Task details: Scan the data below and copy each line where "bench" occurs.

Data extracts:

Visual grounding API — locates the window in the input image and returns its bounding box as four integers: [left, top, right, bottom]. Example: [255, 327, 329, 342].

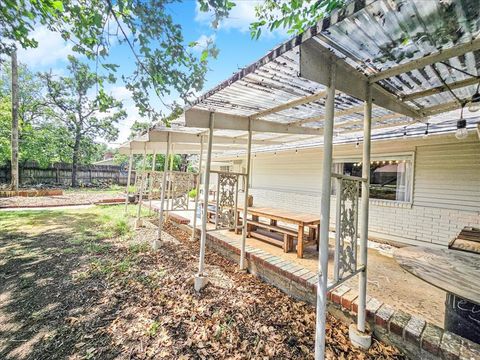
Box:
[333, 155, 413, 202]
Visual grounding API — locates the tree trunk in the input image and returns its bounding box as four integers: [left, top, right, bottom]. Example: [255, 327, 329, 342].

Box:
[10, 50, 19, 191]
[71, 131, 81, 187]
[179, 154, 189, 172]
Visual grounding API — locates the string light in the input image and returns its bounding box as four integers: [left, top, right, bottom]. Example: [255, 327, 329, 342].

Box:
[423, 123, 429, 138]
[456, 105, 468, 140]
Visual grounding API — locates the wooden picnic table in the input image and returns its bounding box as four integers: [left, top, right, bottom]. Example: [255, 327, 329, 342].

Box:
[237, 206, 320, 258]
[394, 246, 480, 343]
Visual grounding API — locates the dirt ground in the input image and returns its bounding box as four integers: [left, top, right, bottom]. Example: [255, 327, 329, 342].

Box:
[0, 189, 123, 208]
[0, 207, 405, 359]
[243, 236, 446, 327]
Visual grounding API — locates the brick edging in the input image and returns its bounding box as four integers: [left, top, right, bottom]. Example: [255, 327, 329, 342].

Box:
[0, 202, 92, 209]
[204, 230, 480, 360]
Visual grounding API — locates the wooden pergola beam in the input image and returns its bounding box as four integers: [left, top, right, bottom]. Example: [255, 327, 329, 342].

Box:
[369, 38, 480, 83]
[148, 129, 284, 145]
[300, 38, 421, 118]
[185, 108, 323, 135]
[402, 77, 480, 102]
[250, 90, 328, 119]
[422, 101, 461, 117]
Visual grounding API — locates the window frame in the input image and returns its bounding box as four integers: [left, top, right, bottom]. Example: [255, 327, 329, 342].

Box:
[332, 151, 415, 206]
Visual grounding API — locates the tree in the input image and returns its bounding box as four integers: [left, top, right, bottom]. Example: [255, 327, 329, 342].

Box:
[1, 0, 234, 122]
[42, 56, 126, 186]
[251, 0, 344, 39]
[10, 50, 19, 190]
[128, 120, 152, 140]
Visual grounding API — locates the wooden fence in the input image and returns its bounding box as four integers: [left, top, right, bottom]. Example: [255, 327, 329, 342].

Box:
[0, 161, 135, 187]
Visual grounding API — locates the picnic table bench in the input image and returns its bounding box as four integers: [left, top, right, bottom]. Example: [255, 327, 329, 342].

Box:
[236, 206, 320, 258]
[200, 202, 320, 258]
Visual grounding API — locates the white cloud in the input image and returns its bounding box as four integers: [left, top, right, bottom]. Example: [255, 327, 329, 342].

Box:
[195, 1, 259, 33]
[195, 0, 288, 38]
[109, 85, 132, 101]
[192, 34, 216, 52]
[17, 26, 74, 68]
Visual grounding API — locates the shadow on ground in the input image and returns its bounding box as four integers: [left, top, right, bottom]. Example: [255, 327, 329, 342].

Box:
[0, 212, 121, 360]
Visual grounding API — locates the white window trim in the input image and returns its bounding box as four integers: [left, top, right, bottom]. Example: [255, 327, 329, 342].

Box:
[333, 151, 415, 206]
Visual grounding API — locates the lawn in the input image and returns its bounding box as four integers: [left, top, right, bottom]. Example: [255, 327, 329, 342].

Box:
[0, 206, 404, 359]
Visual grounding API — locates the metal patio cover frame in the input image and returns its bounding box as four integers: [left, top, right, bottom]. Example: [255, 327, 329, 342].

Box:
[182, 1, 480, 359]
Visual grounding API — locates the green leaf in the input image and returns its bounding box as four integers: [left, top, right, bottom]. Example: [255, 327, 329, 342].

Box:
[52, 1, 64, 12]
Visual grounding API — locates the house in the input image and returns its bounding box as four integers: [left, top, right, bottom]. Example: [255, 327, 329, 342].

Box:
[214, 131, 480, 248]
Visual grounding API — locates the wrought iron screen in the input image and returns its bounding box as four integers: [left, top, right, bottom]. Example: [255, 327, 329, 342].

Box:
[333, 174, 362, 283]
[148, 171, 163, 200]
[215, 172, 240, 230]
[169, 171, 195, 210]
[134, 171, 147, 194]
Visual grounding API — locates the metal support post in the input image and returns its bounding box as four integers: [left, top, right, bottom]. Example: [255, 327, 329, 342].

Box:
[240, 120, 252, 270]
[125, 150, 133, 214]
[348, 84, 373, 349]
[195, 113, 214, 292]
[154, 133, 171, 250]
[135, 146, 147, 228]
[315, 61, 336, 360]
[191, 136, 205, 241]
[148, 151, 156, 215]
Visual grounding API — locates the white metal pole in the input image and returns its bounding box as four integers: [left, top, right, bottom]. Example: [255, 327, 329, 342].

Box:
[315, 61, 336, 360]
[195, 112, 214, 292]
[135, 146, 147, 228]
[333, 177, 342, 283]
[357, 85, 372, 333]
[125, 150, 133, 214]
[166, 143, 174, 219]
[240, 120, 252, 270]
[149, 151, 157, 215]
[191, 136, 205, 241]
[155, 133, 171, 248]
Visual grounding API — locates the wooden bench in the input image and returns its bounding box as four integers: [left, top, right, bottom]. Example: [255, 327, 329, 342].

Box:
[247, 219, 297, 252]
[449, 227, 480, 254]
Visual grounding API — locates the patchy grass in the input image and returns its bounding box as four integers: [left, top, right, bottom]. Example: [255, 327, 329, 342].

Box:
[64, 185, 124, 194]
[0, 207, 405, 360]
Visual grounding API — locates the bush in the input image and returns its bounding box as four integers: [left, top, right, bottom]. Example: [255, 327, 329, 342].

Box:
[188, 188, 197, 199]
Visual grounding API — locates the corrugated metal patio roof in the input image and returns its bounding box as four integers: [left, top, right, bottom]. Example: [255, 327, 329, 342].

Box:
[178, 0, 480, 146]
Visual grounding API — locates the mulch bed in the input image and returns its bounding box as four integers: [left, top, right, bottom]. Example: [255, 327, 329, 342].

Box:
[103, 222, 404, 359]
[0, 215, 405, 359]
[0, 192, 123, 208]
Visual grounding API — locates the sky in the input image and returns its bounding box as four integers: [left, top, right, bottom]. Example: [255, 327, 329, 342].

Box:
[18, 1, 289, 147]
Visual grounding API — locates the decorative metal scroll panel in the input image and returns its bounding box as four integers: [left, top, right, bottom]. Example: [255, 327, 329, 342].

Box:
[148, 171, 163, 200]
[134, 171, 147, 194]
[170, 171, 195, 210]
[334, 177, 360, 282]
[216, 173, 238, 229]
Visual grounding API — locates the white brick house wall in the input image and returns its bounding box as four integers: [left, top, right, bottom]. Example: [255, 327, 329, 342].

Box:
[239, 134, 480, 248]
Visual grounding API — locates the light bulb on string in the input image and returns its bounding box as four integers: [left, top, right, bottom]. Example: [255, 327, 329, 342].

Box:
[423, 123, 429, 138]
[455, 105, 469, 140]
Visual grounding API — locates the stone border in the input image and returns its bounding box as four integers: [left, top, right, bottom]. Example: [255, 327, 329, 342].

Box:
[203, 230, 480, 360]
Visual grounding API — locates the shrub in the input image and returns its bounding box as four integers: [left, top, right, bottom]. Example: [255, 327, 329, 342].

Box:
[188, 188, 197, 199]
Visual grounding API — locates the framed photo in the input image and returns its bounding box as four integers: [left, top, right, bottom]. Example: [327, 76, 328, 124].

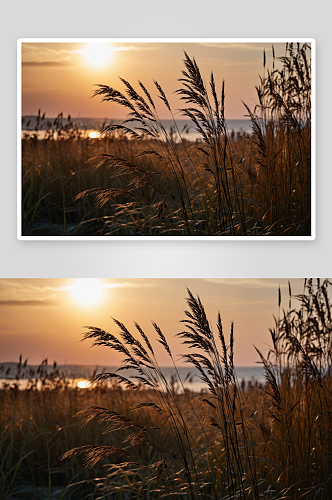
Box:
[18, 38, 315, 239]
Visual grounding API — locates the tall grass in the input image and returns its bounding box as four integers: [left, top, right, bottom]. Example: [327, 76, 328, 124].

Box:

Problem solution:
Visual grounding API — locates the picnic table bench in the input image and returns its bounding box as four integers: [left, top, right, bottom]. Example: [255, 327, 329, 342].
Visual grounding API — locates the wooden bench in the input image and returns its bounding box as four integers: [left, top, right, bottom]. Example: [255, 327, 329, 342].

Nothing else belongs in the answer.